To be done ->
Find every line below that contains the string "desk" and copy each one in full. Case counts.

Supplied records ->
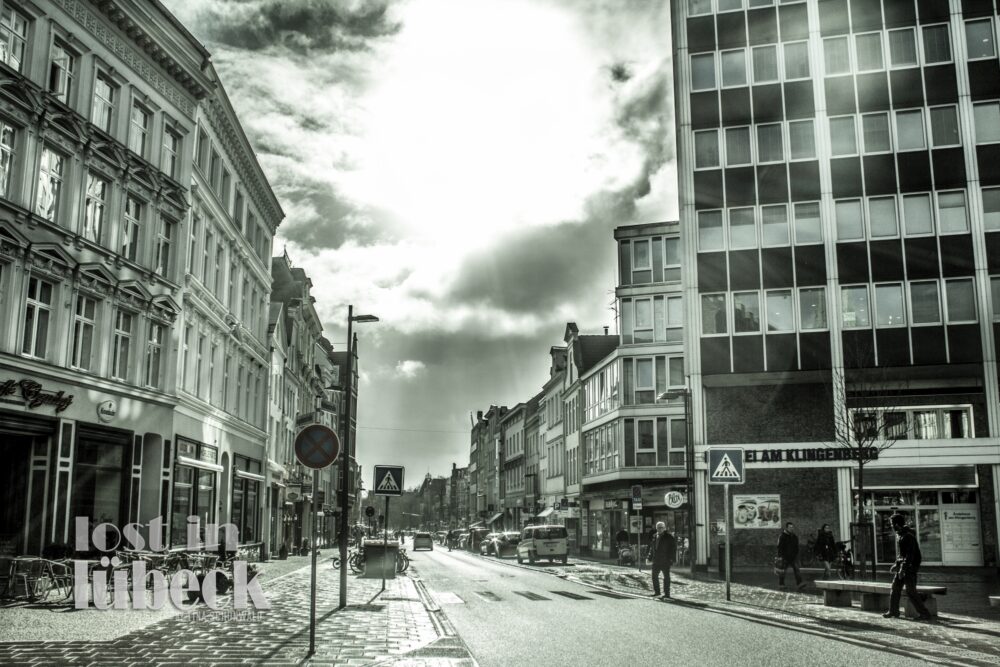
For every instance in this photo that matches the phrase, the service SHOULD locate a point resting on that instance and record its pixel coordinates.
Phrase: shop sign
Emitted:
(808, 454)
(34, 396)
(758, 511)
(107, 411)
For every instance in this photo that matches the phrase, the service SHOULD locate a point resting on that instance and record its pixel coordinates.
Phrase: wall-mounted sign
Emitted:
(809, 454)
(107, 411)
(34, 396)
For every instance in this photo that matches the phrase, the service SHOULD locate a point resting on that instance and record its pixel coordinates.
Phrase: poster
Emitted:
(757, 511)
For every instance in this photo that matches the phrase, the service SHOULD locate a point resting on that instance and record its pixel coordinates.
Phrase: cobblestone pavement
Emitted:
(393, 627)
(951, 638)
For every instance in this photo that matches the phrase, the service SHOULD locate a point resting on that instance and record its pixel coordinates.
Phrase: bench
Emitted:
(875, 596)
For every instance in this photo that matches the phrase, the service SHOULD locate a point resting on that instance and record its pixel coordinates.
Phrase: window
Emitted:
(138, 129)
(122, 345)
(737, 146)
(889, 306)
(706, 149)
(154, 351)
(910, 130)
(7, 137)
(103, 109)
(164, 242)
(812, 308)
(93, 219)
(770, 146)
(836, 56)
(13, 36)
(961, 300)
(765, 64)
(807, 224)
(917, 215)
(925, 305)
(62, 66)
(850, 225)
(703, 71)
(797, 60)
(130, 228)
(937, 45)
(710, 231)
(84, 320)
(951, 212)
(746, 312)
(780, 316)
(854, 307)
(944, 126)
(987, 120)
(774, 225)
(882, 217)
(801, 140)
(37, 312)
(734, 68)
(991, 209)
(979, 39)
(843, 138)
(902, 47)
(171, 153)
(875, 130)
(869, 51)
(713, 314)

---

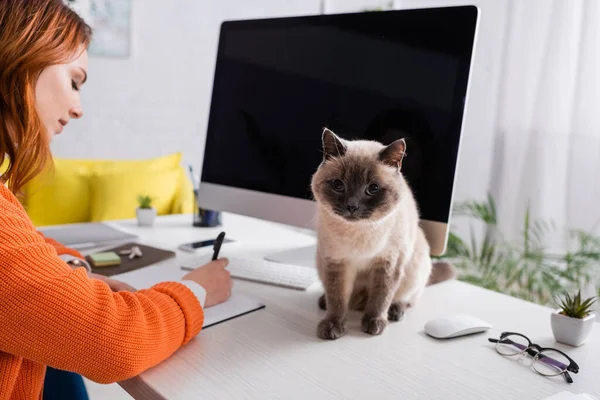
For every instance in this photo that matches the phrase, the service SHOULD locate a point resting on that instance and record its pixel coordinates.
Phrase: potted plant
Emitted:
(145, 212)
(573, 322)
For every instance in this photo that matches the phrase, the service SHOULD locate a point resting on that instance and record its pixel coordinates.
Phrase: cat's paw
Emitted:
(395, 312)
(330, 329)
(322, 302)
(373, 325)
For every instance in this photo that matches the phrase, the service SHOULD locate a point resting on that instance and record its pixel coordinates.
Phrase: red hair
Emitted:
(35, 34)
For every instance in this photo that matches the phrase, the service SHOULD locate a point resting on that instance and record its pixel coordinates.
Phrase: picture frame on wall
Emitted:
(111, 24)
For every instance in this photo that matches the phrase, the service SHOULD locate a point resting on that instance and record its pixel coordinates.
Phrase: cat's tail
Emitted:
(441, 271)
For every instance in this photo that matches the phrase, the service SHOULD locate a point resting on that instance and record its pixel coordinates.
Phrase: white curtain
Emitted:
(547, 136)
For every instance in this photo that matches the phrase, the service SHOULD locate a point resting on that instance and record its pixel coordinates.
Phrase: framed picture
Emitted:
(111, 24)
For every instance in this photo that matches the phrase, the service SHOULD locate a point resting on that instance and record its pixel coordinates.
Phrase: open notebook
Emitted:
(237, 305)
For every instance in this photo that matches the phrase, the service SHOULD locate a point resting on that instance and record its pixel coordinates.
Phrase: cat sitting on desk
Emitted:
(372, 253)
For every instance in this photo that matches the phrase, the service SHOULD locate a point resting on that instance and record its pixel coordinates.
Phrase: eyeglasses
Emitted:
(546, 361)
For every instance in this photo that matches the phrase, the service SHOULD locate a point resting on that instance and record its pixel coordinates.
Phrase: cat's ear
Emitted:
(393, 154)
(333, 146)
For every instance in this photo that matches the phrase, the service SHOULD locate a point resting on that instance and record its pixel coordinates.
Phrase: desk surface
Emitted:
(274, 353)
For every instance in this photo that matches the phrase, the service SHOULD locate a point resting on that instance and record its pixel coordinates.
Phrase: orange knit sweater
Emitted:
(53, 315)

Right answer ->
Phrase: cat sitting on desk
Phrase: desk surface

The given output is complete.